Wherever the string "formatted" appears in the entries below, return the line that holds it.
——————————
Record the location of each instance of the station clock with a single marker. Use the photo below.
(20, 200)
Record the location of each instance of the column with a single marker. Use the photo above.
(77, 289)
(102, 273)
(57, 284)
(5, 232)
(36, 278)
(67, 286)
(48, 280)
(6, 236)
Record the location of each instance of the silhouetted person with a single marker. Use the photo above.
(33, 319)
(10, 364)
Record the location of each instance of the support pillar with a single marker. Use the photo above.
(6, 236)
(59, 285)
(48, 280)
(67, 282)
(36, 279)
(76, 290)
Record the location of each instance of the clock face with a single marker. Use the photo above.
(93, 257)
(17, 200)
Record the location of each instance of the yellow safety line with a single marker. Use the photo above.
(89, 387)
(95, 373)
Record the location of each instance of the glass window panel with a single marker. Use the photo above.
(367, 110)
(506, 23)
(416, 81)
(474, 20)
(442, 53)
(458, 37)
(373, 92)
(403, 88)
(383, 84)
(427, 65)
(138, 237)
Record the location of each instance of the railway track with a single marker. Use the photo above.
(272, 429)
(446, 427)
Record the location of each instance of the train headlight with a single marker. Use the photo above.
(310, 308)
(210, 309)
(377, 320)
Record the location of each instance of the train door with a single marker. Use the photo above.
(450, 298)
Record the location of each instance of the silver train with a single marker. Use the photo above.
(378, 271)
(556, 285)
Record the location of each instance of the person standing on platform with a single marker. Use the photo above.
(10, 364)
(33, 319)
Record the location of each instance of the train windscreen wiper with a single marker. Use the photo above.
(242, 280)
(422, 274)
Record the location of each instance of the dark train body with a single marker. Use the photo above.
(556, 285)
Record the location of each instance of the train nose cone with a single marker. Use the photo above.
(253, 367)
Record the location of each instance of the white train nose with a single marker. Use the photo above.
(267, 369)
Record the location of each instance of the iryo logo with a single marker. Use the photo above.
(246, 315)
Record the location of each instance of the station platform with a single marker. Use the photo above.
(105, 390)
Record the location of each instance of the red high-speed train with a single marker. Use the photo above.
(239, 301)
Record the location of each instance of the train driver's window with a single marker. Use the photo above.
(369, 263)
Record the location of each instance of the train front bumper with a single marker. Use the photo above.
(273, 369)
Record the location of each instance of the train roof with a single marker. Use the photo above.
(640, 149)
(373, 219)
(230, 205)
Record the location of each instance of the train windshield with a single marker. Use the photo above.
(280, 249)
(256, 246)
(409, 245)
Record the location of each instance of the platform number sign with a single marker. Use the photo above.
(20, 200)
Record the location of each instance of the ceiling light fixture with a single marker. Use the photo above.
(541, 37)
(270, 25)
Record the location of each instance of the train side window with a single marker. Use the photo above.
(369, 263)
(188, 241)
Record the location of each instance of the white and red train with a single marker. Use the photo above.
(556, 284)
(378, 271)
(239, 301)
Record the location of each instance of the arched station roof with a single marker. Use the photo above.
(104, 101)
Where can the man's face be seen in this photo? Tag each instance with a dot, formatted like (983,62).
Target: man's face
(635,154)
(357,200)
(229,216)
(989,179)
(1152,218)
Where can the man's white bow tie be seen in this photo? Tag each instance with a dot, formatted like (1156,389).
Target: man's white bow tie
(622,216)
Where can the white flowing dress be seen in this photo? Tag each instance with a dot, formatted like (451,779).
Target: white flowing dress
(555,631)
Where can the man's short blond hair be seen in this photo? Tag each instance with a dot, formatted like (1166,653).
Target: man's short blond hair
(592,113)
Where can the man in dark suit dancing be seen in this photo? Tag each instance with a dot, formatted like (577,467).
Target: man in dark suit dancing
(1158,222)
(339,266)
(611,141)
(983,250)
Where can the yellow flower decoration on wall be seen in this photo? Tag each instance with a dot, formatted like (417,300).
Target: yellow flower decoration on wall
——————————
▸ **Exercise output**
Where can the man's face be seen in this photo? Tag each instance with a dot, formatted like (983,62).
Where can the man's white bow tie be seen in this photo? Tag each instance with a dot, formatted like (1156,389).
Where can the white flowing dress be seen in this photo? Tag each instance with a dot, formatted like (451,779).
Where can the man's short blond hair be seen in this photo? Tag each instance with a dot, formatted like (1166,653).
Where can the man in dark suit dancing be seen in this photo? Tag each instance with a dot, formatted like (577,467).
Where can the yellow flower decoration on wall be seen in this photo? Tag each instance with a dot, formatted like (417,300).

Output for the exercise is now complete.